-- Start Input data --

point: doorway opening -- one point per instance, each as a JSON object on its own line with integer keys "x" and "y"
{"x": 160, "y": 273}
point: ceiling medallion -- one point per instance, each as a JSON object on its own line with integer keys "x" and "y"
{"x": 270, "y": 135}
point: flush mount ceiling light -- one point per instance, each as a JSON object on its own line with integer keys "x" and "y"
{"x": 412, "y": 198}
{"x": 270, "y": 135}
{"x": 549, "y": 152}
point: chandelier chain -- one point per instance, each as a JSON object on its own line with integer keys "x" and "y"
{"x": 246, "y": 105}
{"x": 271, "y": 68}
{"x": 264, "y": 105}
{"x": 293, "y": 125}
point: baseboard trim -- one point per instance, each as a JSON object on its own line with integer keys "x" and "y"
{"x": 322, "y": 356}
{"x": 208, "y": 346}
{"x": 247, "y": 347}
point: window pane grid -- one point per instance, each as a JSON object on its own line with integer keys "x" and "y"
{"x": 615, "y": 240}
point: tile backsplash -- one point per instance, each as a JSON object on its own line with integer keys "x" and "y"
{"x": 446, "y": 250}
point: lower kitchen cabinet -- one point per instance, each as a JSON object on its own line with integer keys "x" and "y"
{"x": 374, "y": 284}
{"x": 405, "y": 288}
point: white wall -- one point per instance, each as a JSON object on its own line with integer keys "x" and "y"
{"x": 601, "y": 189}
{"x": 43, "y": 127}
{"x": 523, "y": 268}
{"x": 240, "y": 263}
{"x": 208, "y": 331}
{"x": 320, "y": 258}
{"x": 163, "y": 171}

-- End Input data --

Your goal: Write out every line of the records exactly.

The output:
point: doorway opening -- one point per instance, each as a JSON object on its own line with integer keys "x" and "y"
{"x": 160, "y": 273}
point: ceiling medallion -- one point per instance, each as a JSON object on its own line with integer keys "x" and "y"
{"x": 270, "y": 135}
point: flush mount ceiling light -- one point per instance, each as a JSON object on its own line with integer keys "x" and "y"
{"x": 412, "y": 198}
{"x": 270, "y": 135}
{"x": 549, "y": 152}
point: chandelier chain -- one point per instance, each as a JSON object on its own line with integer keys "x" and "y"
{"x": 246, "y": 105}
{"x": 271, "y": 68}
{"x": 264, "y": 105}
{"x": 293, "y": 125}
point: baseboard trim -- one point per instance, each as a JSON object on its own line with integer keys "x" and "y"
{"x": 322, "y": 356}
{"x": 208, "y": 346}
{"x": 247, "y": 347}
point: window pane grid -- one point per instance, each as a JSON object on its own line with integer keys "x" and "y"
{"x": 615, "y": 240}
point: tile backsplash -- one point per instance, each as a JSON object on its own line with integer keys "x" and "y"
{"x": 446, "y": 250}
point: lower kitchen cabinet -- one point per instance, each as a JSON object on its own line with integer keys "x" and "y"
{"x": 374, "y": 284}
{"x": 405, "y": 288}
point: white wall -- one point per instance, each as a JSON object on its own line with integer keys "x" and "y"
{"x": 601, "y": 189}
{"x": 43, "y": 127}
{"x": 523, "y": 268}
{"x": 240, "y": 263}
{"x": 208, "y": 331}
{"x": 320, "y": 258}
{"x": 163, "y": 171}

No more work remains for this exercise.